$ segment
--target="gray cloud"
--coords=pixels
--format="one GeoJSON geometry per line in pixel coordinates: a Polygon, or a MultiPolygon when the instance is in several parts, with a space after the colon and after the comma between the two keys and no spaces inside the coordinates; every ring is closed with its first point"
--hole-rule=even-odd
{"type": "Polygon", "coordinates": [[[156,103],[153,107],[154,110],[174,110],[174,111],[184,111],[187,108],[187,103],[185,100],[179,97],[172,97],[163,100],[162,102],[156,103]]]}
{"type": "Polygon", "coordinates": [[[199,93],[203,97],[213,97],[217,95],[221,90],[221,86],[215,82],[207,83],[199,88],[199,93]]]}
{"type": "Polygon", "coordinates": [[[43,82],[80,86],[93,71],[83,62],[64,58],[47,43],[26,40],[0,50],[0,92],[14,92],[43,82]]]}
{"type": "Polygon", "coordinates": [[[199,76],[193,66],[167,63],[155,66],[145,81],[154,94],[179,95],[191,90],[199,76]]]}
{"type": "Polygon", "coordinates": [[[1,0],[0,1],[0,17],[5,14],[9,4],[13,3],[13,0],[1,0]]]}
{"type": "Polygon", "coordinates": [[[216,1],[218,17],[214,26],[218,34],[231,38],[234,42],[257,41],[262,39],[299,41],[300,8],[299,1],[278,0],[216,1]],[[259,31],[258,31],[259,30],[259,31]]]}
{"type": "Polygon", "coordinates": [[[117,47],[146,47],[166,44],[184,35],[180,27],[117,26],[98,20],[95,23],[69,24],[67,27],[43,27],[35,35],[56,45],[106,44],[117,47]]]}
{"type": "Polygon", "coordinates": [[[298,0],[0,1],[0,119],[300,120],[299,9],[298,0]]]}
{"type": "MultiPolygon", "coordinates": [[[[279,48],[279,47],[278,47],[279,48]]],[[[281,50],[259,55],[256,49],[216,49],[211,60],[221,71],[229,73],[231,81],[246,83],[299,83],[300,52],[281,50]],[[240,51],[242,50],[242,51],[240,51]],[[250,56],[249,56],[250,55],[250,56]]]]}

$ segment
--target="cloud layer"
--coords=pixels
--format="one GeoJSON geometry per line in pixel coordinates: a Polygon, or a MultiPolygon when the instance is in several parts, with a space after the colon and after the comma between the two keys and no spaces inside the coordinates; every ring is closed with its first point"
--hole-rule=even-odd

● ● ● ● ● ● ●

■ About this task:
Reprint every entry exactly.

■ Written solution:
$ segment
--target="gray cloud"
--coords=pixels
--format="one GeoJSON geometry per line in pixel coordinates: a Polygon, or a MultiPolygon when the instance is in several parts, with a space after the colon and after the comma between the two keys and no spaces inside the coordinates; every ring is closed with its first point"
--hole-rule=even-odd
{"type": "Polygon", "coordinates": [[[156,103],[153,107],[154,110],[174,110],[174,111],[184,111],[187,108],[187,103],[185,100],[179,97],[172,97],[163,100],[162,102],[156,103]]]}
{"type": "Polygon", "coordinates": [[[199,93],[203,97],[213,97],[217,95],[221,90],[221,86],[215,82],[207,83],[199,88],[199,93]]]}
{"type": "Polygon", "coordinates": [[[43,82],[80,86],[93,71],[83,62],[64,58],[47,43],[26,40],[0,50],[0,92],[14,92],[43,82]]]}
{"type": "Polygon", "coordinates": [[[199,76],[193,66],[167,63],[155,66],[145,81],[154,94],[179,95],[191,90],[199,76]]]}
{"type": "Polygon", "coordinates": [[[1,0],[0,1],[0,17],[5,14],[9,4],[13,3],[13,0],[1,0]]]}
{"type": "Polygon", "coordinates": [[[216,1],[218,17],[214,26],[218,34],[231,38],[234,42],[257,41],[262,39],[299,41],[300,8],[299,1],[278,0],[216,1]],[[259,31],[258,31],[259,30],[259,31]]]}
{"type": "Polygon", "coordinates": [[[117,47],[146,47],[166,44],[184,35],[180,27],[117,26],[98,20],[95,23],[69,24],[67,27],[43,27],[35,35],[56,45],[106,44],[117,47]]]}
{"type": "Polygon", "coordinates": [[[298,0],[0,1],[0,119],[300,120],[299,9],[298,0]]]}
{"type": "MultiPolygon", "coordinates": [[[[279,48],[279,47],[278,47],[279,48]]],[[[281,50],[259,55],[256,49],[216,49],[211,60],[221,71],[229,73],[231,81],[246,83],[299,83],[300,52],[281,50]],[[240,51],[242,50],[242,51],[240,51]],[[250,56],[249,56],[250,55],[250,56]]]]}

$ segment
--target="cloud layer"
--coords=pixels
--format="one GeoJSON geometry per line in pixel coordinates: a Polygon, or a MultiPolygon when the instance is in several parts, with a space after the colon and after the comma between the two keys and no spaces inside the coordinates; every ring is closed with its first point"
--hole-rule=even-odd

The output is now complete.